# Task requirements:
Return each line in the entries below that contains the string "banana".

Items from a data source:
************
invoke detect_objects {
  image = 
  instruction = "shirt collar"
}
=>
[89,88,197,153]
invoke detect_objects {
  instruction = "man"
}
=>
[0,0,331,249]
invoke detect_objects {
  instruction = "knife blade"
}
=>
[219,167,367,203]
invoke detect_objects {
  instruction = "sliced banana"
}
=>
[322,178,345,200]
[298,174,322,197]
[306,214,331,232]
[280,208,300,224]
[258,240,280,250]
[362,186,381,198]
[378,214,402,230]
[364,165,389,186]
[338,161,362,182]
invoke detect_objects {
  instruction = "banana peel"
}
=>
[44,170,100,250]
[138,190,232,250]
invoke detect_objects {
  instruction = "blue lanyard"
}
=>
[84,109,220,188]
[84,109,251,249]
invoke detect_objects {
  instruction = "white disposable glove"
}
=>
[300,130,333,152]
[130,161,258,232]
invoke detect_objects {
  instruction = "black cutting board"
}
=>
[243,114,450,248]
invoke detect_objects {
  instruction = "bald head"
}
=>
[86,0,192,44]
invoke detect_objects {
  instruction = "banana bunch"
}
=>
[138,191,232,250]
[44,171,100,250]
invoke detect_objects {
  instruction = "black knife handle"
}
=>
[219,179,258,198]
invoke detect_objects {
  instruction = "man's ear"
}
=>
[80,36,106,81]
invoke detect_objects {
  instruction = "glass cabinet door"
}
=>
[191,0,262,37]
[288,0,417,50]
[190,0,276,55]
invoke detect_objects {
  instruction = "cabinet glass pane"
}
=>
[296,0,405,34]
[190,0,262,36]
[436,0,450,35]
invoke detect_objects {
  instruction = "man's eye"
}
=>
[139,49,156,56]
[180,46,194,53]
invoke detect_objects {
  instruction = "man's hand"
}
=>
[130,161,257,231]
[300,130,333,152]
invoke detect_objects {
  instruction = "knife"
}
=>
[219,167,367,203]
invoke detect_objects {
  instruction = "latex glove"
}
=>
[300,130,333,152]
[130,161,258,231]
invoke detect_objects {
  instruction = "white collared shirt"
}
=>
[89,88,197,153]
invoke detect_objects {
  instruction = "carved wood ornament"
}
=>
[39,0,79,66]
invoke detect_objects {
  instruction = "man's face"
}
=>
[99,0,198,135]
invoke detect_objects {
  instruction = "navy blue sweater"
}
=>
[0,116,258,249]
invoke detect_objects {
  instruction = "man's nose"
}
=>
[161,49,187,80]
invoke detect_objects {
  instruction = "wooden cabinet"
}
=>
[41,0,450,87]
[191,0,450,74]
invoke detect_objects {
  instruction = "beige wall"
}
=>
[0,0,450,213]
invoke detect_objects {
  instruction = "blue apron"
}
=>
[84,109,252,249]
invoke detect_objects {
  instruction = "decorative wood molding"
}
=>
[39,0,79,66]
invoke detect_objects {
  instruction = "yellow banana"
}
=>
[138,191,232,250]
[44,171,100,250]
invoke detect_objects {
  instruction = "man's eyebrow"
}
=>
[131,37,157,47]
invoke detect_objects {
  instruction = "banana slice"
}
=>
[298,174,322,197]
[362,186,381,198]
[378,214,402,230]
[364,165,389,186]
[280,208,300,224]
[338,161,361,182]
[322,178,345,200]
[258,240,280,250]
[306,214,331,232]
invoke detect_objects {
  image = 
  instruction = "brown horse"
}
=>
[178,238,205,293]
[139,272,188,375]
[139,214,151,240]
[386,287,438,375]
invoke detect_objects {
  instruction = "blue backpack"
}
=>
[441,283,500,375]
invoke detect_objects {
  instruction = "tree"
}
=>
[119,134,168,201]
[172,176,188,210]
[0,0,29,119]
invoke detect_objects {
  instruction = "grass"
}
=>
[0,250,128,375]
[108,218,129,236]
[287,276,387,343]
************
# Task response:
  instruction = "sliced banana"
  instruction = "banana peel"
  instruction = "banana bunch"
  instruction = "yellow banana"
  instruction = "banana slice"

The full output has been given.